[Segmentation mask data]

+--

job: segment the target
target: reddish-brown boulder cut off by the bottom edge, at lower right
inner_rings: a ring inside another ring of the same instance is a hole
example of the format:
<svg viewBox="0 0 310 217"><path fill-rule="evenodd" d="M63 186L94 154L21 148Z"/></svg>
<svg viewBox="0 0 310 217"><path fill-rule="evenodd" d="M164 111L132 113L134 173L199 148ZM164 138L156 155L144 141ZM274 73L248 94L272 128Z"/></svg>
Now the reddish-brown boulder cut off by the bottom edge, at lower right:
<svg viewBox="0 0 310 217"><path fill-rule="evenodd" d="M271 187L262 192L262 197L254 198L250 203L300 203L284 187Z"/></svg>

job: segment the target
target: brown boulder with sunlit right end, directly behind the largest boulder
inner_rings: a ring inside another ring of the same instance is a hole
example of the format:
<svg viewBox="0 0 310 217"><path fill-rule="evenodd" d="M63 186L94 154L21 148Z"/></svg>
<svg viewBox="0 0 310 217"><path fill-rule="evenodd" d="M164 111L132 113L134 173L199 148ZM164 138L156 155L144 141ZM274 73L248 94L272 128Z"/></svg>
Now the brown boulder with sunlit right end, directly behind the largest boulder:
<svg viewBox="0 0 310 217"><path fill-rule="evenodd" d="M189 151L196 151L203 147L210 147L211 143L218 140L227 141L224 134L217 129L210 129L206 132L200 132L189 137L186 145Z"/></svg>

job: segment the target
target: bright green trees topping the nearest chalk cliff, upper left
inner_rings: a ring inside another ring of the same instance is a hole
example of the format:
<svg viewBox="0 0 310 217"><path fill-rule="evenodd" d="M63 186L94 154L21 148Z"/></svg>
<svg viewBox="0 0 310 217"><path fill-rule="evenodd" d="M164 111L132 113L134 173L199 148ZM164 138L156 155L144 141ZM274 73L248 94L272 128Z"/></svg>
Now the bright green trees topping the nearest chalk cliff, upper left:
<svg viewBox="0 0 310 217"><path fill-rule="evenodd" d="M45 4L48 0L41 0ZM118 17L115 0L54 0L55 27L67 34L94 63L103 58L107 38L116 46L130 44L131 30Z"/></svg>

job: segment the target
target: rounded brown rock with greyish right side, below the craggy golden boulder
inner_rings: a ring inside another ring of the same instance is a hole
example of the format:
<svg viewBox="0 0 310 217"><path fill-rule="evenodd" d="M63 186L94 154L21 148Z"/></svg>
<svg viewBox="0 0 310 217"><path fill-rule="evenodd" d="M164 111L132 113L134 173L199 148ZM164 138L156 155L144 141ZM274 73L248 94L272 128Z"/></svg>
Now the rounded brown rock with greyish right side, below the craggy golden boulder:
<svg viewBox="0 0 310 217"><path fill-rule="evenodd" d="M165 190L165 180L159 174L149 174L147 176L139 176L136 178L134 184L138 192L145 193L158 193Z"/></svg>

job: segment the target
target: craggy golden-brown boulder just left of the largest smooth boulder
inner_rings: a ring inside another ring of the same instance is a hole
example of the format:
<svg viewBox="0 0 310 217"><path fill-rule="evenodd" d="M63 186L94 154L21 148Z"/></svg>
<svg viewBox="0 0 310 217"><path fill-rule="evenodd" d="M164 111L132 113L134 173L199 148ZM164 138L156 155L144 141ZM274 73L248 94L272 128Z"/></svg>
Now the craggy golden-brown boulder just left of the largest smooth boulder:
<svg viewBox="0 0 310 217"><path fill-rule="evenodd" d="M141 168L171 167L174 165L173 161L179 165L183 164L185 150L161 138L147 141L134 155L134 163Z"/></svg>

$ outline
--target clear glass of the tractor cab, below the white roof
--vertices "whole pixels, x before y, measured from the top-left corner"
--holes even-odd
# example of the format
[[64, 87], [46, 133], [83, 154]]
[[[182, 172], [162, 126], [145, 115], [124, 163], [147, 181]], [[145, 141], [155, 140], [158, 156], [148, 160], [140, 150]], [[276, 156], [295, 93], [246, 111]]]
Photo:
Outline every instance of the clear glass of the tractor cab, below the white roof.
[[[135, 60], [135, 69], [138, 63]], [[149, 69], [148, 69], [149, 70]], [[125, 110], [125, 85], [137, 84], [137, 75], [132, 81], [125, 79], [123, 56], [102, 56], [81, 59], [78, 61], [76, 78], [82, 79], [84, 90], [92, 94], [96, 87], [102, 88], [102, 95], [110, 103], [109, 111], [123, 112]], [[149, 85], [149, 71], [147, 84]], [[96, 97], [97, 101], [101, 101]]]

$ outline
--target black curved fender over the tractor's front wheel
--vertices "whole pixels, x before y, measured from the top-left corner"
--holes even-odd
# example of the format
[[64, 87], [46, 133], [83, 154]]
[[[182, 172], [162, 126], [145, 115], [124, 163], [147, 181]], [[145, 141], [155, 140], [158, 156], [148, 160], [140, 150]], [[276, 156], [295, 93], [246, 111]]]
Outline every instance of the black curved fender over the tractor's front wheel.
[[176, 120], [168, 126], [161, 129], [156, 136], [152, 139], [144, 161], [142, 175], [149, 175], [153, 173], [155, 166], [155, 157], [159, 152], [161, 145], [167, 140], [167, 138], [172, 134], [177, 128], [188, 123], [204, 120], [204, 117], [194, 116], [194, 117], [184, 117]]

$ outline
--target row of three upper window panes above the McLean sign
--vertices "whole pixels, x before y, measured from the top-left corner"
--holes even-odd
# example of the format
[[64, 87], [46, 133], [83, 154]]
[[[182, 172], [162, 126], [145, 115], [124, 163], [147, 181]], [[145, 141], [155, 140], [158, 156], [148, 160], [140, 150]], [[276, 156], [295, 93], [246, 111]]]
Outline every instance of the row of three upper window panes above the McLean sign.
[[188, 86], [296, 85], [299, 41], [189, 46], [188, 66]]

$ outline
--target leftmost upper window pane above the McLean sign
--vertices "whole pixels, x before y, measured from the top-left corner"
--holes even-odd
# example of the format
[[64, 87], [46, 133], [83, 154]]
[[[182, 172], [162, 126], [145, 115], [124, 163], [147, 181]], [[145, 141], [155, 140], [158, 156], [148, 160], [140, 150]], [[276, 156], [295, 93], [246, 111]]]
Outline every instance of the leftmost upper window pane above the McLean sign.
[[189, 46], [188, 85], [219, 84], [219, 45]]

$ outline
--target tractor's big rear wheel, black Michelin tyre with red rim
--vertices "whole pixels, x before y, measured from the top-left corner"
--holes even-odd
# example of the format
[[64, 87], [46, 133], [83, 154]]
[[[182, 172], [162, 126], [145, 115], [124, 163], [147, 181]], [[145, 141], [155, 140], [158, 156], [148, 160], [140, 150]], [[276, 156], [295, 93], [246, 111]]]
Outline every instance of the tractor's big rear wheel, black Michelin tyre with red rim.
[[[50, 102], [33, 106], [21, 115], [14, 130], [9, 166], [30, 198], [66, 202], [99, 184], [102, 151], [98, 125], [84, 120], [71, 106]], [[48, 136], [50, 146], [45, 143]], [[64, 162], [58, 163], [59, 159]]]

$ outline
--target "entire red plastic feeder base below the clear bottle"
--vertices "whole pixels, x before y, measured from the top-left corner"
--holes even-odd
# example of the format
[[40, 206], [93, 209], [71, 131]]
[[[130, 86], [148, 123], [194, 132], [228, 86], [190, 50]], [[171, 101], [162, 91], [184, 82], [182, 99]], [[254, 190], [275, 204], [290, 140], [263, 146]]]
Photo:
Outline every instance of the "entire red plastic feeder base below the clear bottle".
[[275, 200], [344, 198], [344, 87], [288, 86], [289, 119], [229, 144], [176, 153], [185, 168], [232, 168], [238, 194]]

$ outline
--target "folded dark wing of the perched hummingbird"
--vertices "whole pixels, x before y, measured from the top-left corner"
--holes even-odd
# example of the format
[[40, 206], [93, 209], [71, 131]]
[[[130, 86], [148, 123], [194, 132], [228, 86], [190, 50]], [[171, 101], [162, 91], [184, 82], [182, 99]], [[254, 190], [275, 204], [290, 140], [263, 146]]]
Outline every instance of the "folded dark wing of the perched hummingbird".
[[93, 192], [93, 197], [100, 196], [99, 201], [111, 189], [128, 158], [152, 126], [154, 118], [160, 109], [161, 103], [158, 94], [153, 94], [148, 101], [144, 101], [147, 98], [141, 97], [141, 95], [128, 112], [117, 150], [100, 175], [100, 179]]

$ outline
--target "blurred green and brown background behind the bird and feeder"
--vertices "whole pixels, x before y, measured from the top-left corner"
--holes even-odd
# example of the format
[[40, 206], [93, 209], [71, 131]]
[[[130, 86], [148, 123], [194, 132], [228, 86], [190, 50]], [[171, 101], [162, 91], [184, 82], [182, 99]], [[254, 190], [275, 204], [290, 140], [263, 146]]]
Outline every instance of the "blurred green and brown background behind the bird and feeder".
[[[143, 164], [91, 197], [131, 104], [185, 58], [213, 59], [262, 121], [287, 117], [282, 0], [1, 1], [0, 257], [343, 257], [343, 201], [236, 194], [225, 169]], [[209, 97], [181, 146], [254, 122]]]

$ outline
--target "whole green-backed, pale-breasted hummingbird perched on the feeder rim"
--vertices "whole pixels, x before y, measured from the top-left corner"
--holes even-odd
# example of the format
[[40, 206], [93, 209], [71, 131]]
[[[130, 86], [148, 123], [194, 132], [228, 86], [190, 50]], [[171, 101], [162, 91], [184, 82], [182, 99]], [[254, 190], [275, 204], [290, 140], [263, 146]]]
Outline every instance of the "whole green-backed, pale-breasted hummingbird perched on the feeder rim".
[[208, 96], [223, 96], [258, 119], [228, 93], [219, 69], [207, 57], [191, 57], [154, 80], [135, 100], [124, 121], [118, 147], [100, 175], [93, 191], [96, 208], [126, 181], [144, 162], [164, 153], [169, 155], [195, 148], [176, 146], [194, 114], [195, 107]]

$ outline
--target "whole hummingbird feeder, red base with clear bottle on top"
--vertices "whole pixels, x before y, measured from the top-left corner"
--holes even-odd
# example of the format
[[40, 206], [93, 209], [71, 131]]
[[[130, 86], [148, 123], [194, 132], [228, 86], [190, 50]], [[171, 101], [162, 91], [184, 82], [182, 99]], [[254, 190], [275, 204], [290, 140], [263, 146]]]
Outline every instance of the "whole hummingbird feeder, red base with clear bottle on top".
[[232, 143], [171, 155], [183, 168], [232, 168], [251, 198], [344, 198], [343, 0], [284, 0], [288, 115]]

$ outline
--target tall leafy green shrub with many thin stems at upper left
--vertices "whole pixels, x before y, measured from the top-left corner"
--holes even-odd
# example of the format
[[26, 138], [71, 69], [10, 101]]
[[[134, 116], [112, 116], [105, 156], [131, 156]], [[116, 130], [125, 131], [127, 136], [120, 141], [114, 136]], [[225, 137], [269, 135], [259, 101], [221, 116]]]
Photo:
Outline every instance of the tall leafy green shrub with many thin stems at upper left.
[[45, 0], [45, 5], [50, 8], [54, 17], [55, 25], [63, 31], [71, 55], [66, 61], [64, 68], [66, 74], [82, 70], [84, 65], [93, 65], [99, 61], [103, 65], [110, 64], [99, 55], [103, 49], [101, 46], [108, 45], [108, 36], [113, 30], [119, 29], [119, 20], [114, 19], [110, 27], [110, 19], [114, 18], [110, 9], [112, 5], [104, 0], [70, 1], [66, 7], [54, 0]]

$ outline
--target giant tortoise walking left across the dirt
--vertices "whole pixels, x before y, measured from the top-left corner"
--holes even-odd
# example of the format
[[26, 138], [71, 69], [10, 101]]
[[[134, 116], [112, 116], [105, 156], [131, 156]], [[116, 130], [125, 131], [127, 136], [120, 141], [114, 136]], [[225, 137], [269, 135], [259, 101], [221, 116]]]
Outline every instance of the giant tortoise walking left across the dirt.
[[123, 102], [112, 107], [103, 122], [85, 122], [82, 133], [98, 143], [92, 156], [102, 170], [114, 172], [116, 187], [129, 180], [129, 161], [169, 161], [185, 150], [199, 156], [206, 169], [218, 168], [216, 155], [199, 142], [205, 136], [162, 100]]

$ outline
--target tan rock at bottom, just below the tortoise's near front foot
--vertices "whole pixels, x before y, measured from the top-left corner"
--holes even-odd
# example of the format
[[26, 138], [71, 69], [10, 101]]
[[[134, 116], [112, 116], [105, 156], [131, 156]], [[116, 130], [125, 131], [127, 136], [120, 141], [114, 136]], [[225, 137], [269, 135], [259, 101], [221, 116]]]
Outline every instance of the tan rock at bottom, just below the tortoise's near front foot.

+--

## Prompt
Once a line of the records is found to contain "foot", copy it out.

## Expected output
--target tan rock at bottom, just below the tortoise's near front foot
Outline every instance of the tan rock at bottom, just below the tortoise's near front foot.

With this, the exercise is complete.